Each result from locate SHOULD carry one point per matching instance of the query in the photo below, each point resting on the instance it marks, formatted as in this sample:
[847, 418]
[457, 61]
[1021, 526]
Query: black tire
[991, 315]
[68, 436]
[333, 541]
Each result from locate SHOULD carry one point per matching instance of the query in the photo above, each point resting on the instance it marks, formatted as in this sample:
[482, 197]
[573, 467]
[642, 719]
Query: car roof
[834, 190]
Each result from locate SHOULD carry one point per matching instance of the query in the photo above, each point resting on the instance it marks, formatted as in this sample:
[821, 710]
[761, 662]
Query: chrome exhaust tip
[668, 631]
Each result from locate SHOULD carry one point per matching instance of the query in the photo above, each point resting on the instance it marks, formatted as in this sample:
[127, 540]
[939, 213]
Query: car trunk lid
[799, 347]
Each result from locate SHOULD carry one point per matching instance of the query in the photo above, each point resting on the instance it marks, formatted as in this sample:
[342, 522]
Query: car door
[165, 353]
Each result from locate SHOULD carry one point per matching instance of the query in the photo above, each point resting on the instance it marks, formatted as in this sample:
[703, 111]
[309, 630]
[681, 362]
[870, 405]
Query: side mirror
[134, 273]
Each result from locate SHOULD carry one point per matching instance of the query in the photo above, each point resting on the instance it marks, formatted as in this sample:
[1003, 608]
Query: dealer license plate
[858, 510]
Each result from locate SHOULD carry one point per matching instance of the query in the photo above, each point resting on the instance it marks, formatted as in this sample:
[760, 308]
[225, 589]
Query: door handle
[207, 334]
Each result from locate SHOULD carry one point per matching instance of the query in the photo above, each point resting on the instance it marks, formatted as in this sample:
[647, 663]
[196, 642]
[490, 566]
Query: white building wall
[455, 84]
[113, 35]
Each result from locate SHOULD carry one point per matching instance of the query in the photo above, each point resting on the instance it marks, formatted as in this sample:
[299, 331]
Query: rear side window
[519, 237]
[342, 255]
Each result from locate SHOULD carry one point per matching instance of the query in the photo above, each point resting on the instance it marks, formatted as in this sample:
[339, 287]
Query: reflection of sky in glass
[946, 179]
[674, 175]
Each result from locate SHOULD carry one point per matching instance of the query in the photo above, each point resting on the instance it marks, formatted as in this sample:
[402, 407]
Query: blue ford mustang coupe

....................

▶ _WORK TO BE COMPLETED_:
What you return must match the data above character for character.

▶ _EXERCISE SOLUTION_:
Each result from locate SHOULD carry one point per matching instance of the query in the photo below, each point resting on the instance it marks, formatted as in this sample:
[847, 418]
[457, 61]
[1021, 526]
Query: black tire
[991, 315]
[68, 436]
[333, 541]
Each result from locate SHOULD carry one point per matching instance of the query in the photo above, each point resting on the instance it marks, formatted as in this sample:
[482, 197]
[573, 467]
[642, 719]
Query: car roof
[834, 190]
Each result from locate SHOULD carry one point per matching instance of the query in the photo above, each point resting on the instance it marks, formatted as in this sample:
[821, 710]
[761, 662]
Query: chrome exhaust tip
[668, 631]
Each result from locate SHOULD carry one point per matching instance of the query in the photo above, each point resting on the instance it marks, formatted as in this sample:
[127, 540]
[939, 213]
Query: car trunk lid
[799, 347]
Each result from locate SHOULD carry one point per matching instance of the query in the photo above, each point resting on the instance it marks, formatted as in this sample:
[342, 522]
Query: car door
[165, 353]
Each result from locate SHOULD carry one point per matching instance of the query in the photo above, each point resting on the instance it marks, formatted as in this sample:
[703, 111]
[309, 630]
[681, 362]
[870, 405]
Query: side mirror
[134, 273]
Each result from locate SHOULD carry one point per matching instance of the query in the photo above, each point resting on the instance it marks, formatted as in this sample:
[1003, 608]
Query: dealer license plate
[858, 510]
Each result from locate SHOULD carry one point per matching instance of the query in the photo above, each point resting on the instance it marks, formatted as in this sample:
[760, 308]
[225, 589]
Query: door handle
[207, 334]
Each result from locate SHOULD carry one point per matching instance of the query in the photo above, each point resting on the instance it marks, formatted as in this sample:
[647, 663]
[196, 642]
[490, 566]
Query: white building wall
[455, 84]
[113, 35]
Each result from locate SHOULD carry one point per matching instance of the query in the photo above, each point resting on the instance it marks, formatted as in this sample:
[299, 331]
Query: rear side window
[519, 237]
[342, 255]
Each result from locate SHOULD carry one point per matching instance of the query in the photo above, each point resting on the instance it marks, formatted as in this sample:
[339, 287]
Query: reflection of sky in glass
[946, 179]
[674, 175]
Each result from locate SHOULD carry one point per matching instance of the query in the photo above, each point resting on the instance it marks, formatted as in this sample:
[402, 407]
Query: blue ford mustang coupe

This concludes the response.